[Stored items from a collection]
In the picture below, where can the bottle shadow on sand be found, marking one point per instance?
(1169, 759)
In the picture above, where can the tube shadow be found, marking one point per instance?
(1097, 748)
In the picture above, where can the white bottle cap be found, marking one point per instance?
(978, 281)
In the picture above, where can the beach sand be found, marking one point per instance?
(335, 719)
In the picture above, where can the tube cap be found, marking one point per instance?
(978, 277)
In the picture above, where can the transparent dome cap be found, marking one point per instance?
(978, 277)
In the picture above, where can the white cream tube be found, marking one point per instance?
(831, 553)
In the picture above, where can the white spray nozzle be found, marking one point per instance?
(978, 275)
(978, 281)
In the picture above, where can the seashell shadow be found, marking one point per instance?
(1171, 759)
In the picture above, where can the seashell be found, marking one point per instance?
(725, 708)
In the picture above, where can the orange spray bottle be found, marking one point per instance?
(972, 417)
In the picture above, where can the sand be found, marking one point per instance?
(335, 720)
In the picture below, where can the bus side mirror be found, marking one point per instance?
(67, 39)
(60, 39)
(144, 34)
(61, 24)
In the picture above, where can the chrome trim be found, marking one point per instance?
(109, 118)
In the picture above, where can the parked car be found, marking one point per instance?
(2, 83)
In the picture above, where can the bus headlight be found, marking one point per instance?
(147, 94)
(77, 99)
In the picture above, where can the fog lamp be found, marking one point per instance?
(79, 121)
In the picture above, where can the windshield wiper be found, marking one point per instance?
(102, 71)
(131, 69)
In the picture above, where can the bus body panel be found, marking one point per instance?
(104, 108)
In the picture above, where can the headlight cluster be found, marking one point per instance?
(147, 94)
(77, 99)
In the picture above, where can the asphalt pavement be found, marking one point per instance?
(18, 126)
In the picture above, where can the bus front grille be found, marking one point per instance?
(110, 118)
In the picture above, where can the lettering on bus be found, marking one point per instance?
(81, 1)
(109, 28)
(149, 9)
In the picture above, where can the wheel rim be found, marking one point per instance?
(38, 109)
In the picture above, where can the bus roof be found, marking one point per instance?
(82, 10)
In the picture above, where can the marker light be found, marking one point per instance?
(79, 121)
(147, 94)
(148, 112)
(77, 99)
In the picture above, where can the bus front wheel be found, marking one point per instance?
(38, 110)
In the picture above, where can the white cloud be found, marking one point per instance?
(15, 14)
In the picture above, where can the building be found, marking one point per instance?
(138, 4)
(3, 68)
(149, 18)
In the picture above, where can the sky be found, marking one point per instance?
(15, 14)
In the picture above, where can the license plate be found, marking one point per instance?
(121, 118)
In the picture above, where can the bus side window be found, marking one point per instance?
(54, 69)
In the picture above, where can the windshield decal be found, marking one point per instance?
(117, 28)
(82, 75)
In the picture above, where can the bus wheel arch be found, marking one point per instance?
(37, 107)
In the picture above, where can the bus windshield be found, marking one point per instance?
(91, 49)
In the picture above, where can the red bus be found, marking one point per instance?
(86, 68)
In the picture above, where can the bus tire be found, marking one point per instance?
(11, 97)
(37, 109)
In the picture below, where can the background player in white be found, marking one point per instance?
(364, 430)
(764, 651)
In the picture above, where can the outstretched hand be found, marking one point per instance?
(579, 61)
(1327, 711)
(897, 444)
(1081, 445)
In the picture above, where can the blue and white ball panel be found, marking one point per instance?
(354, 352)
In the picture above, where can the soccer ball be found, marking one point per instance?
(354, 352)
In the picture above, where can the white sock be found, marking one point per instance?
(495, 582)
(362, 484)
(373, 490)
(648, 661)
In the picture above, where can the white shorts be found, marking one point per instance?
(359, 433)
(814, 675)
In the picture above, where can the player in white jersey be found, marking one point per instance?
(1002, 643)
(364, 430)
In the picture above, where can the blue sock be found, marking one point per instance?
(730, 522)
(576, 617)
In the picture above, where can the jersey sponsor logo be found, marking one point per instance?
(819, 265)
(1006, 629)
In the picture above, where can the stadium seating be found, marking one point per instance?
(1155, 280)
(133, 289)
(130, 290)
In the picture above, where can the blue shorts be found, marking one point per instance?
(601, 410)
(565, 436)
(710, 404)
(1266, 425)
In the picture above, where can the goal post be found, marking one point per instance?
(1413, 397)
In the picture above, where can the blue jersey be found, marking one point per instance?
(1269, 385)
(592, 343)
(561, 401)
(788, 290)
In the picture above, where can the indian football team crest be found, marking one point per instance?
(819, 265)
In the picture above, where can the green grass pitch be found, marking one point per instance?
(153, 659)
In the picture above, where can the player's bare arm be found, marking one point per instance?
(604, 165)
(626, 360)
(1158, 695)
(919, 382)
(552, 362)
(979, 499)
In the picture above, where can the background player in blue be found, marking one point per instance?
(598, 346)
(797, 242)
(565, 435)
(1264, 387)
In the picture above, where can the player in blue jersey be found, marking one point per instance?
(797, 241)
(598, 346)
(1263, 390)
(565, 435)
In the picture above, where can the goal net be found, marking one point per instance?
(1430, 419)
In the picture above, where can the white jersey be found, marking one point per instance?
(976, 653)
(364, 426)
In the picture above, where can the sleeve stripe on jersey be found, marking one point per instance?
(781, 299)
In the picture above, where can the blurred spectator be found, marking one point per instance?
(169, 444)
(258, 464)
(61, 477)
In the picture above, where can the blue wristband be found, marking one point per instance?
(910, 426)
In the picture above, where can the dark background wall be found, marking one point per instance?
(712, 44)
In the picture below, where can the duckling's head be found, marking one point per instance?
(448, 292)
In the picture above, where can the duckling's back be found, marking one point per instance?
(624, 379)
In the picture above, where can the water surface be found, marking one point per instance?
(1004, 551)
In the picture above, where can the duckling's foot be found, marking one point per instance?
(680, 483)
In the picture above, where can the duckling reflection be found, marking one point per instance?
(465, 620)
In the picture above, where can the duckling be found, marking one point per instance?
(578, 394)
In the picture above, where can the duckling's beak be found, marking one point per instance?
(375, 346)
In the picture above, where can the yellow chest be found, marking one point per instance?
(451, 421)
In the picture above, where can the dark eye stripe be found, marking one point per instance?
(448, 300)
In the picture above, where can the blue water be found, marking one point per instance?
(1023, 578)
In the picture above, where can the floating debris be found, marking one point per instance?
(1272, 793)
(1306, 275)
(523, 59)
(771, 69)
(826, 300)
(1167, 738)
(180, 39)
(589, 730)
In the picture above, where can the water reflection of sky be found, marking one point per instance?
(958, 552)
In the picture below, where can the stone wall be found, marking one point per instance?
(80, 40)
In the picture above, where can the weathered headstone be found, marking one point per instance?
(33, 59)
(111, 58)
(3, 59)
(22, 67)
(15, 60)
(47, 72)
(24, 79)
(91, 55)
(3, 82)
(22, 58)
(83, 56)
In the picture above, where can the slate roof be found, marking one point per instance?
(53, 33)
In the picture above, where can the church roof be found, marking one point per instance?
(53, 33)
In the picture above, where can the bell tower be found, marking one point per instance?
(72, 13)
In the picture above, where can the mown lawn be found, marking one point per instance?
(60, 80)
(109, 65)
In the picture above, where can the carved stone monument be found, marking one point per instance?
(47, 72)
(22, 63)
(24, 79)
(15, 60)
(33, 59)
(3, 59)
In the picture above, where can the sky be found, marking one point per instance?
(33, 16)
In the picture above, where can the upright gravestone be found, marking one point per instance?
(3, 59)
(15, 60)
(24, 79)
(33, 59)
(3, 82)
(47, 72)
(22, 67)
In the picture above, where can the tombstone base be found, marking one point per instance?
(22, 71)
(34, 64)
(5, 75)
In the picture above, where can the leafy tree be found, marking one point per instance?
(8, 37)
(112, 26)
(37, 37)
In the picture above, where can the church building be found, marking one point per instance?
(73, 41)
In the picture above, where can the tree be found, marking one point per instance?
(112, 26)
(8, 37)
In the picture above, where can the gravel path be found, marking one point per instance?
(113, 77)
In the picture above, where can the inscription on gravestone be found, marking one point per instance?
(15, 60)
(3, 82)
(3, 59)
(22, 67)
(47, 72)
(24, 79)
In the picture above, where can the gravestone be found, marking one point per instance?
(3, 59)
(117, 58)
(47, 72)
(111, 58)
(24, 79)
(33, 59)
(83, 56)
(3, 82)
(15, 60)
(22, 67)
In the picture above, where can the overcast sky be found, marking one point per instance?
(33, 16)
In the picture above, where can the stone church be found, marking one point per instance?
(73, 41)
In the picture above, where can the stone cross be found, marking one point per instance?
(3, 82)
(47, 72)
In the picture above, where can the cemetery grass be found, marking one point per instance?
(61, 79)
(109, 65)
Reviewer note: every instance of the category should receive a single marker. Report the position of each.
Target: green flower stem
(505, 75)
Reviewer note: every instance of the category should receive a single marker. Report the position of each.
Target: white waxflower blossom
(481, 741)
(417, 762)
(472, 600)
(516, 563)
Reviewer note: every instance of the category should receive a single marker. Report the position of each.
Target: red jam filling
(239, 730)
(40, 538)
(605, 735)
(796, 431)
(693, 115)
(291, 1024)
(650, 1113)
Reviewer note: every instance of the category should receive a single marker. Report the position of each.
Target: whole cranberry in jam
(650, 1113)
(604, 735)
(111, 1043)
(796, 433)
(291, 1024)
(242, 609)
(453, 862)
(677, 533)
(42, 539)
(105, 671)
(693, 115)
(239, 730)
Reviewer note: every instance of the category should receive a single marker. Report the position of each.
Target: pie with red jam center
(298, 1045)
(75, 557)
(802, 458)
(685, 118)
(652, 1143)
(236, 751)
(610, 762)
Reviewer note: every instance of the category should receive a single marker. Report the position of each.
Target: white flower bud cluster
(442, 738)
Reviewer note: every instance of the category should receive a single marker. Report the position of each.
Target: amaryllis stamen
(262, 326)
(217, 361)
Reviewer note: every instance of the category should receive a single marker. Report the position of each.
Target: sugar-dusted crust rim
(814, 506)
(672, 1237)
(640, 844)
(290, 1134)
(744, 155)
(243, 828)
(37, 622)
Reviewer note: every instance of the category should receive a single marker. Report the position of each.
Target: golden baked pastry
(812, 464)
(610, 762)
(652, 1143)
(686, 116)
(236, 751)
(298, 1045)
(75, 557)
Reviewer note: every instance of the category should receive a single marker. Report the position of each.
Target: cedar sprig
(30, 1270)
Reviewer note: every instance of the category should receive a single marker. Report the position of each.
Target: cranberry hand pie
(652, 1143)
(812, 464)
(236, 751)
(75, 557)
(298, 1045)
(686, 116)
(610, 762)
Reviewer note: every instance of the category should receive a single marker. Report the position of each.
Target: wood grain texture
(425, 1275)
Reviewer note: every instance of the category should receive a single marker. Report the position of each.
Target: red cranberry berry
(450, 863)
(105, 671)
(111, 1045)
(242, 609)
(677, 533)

- Work instructions -
For this exercise, please copy exactly the lines from the one holding "Target: wood grain texture" through the end of the records, the first and last included.

- Result -
Target: wood grain texture
(425, 1275)
Reviewer note: every instance of the category should receive a single marker. Report the position of each.
Target: red cranberry berry
(450, 863)
(105, 671)
(111, 1045)
(242, 609)
(677, 533)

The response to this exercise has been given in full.